● What the task asks
Set down again exactly the lines of the listing below that fall between the line holding "Where can the dirt" and the line holding "Where can the bare", inclusive.

● The input

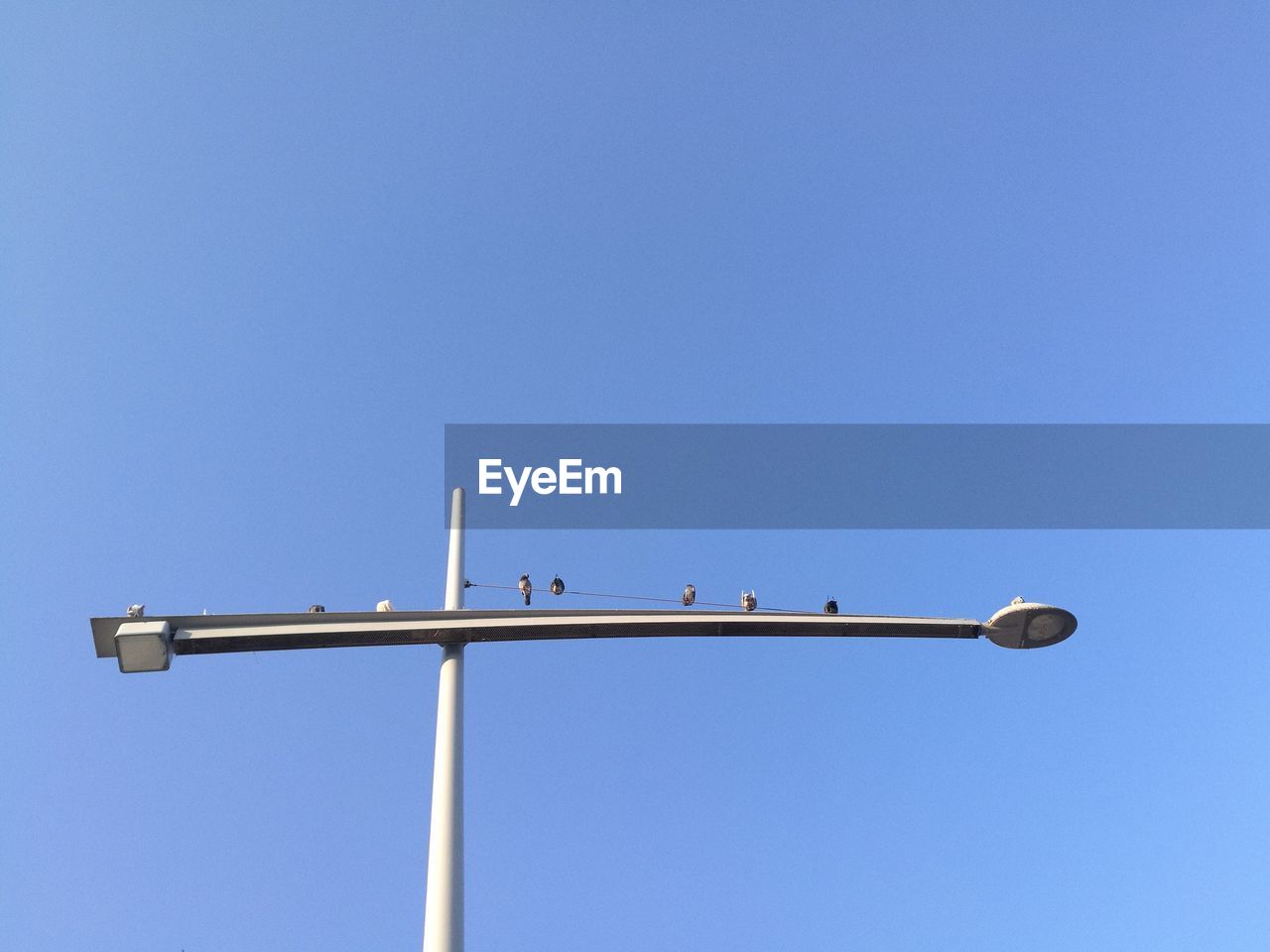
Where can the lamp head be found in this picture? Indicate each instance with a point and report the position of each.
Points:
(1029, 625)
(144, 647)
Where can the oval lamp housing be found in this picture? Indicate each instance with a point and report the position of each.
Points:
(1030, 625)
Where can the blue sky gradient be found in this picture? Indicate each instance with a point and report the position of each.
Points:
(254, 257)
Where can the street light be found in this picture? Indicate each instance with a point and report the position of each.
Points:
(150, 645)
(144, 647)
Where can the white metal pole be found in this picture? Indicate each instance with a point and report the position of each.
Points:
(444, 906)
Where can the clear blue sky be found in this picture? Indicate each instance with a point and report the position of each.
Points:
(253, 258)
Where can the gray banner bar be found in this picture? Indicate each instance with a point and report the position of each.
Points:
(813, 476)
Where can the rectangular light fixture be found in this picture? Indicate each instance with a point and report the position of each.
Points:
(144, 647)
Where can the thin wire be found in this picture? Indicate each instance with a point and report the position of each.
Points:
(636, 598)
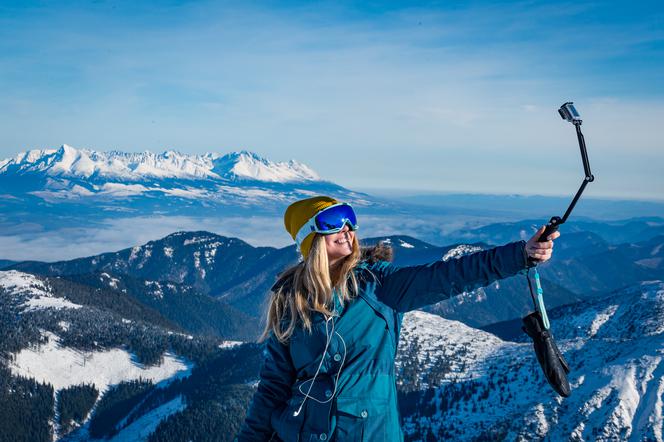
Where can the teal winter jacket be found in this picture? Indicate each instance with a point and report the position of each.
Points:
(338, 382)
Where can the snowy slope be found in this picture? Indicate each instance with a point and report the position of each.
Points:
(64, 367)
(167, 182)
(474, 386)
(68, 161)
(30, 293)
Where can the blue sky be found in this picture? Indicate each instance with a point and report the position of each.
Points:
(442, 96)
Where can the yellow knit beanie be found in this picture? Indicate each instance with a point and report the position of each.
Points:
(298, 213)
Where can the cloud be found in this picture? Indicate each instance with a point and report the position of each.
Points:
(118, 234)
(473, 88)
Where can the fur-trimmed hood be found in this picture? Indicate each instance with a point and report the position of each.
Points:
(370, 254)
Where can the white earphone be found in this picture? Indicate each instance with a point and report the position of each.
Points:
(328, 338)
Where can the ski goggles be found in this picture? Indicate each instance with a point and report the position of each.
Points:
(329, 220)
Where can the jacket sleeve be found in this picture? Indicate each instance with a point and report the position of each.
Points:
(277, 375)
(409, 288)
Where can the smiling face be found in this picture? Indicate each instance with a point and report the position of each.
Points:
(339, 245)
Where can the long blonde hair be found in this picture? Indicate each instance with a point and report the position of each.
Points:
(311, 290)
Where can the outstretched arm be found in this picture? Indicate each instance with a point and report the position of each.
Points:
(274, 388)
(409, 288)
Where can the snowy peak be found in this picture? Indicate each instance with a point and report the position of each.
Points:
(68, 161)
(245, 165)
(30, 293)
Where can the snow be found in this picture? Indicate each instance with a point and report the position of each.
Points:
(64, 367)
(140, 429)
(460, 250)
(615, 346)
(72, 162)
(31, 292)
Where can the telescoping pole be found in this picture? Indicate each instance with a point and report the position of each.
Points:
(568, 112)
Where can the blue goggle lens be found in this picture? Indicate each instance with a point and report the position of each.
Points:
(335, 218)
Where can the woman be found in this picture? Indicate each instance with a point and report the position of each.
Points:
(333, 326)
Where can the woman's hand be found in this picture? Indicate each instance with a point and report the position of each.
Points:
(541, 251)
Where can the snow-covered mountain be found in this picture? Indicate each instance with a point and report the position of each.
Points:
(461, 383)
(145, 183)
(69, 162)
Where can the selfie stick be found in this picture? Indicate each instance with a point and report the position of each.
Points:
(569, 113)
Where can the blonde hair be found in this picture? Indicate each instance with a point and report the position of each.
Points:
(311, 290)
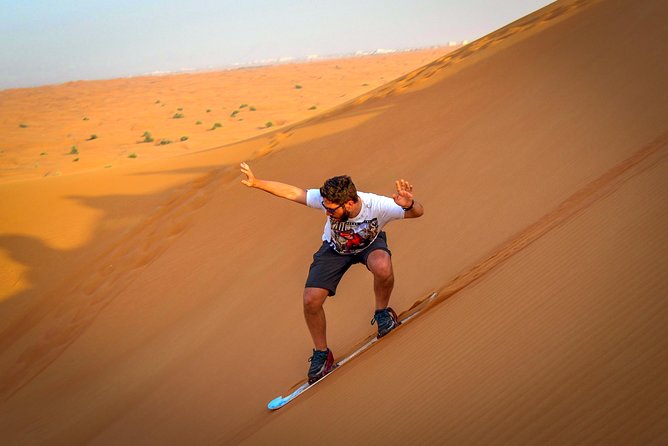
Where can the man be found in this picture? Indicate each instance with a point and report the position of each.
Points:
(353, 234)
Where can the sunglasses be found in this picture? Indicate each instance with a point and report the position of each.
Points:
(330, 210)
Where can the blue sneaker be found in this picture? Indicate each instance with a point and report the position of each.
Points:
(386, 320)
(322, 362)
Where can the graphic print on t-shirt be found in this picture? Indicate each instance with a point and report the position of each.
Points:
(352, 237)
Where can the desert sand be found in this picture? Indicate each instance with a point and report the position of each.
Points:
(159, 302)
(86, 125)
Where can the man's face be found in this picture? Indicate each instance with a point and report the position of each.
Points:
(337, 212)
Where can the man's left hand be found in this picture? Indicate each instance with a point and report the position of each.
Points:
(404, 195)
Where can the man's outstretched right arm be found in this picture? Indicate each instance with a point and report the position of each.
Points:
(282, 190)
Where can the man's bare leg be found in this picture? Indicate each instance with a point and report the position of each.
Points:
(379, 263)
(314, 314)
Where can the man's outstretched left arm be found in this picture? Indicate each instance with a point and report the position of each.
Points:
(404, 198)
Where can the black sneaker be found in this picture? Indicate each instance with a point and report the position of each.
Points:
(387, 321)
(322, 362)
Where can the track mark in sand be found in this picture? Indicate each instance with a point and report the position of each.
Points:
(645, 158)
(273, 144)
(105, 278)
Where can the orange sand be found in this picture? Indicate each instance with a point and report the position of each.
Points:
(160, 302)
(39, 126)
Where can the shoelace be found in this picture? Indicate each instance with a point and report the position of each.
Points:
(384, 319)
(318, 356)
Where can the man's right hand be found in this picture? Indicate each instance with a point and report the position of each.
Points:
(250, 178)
...
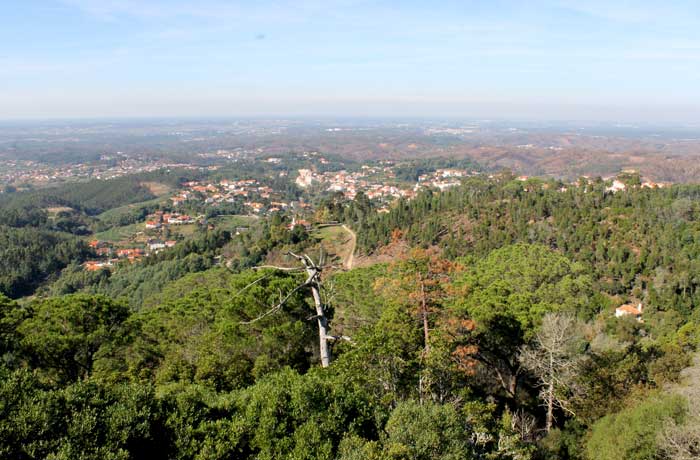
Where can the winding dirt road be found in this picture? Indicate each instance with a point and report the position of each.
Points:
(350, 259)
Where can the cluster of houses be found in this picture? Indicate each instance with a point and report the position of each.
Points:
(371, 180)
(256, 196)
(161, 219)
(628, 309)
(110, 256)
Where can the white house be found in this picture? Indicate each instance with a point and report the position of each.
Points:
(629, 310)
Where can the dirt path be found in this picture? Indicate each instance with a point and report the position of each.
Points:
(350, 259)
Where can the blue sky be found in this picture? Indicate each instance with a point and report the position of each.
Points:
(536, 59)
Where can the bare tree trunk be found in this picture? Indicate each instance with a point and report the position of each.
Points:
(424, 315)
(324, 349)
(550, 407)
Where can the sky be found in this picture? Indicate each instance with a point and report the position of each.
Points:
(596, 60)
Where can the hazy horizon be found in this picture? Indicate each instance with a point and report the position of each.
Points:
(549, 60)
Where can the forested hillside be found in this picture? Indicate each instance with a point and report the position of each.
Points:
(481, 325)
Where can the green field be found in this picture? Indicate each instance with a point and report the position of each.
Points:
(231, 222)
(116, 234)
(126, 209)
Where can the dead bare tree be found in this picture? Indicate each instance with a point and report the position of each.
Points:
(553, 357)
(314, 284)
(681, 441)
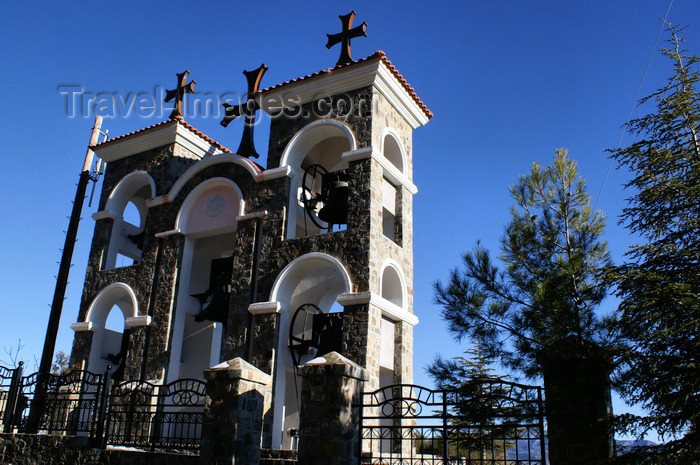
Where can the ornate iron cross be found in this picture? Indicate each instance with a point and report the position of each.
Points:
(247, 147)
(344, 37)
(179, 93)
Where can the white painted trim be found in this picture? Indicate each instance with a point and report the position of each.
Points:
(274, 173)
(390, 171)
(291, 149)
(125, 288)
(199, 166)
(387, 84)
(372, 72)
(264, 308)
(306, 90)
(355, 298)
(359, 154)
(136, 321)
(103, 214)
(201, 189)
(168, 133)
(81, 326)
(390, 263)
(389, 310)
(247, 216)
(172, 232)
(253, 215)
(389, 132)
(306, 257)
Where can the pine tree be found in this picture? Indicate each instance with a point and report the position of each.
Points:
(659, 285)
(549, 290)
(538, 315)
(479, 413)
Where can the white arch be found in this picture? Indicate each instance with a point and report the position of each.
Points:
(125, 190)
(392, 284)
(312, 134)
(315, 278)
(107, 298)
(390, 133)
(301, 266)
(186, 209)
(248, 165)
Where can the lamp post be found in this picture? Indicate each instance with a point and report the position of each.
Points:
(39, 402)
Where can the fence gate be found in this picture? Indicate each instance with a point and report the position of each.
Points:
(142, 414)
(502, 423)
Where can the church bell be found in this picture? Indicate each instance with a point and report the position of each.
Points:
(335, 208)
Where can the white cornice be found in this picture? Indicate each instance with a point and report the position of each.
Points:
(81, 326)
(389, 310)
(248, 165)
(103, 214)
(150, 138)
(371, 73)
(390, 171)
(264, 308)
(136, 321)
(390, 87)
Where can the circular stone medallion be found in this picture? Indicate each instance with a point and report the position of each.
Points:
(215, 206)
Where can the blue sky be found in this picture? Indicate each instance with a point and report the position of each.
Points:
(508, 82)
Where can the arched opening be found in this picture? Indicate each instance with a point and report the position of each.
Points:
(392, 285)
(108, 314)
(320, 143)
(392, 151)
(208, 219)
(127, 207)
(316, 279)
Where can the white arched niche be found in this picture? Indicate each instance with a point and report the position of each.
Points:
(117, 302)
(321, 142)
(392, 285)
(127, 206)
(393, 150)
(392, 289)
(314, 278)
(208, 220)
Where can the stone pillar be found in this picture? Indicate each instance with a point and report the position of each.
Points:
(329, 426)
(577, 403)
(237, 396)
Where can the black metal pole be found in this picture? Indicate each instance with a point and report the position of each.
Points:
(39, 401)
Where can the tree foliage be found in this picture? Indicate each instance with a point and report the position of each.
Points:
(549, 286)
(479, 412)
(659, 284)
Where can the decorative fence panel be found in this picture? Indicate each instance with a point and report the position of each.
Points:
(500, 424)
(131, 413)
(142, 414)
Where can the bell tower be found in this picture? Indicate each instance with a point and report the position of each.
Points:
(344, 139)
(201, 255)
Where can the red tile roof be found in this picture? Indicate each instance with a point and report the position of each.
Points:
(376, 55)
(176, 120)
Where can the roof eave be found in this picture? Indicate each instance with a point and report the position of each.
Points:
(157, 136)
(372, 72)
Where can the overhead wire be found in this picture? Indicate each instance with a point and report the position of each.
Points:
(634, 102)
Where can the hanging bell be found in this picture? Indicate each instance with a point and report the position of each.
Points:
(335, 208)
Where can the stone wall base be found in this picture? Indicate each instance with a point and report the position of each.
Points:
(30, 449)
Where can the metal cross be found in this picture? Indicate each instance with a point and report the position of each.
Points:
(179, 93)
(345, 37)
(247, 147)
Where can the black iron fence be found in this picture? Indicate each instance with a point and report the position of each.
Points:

● Reply
Where can the dirt path be found in this picture? Indicate each instance with a point and report the position of each.
Points:
(350, 259)
Where can the blue sky be found in this picture? Indicate each instance with a point and report the position of each.
Points:
(536, 59)
Where can the bare tree trunk be found in this picture? Indicate each instance with a point and report the position of each.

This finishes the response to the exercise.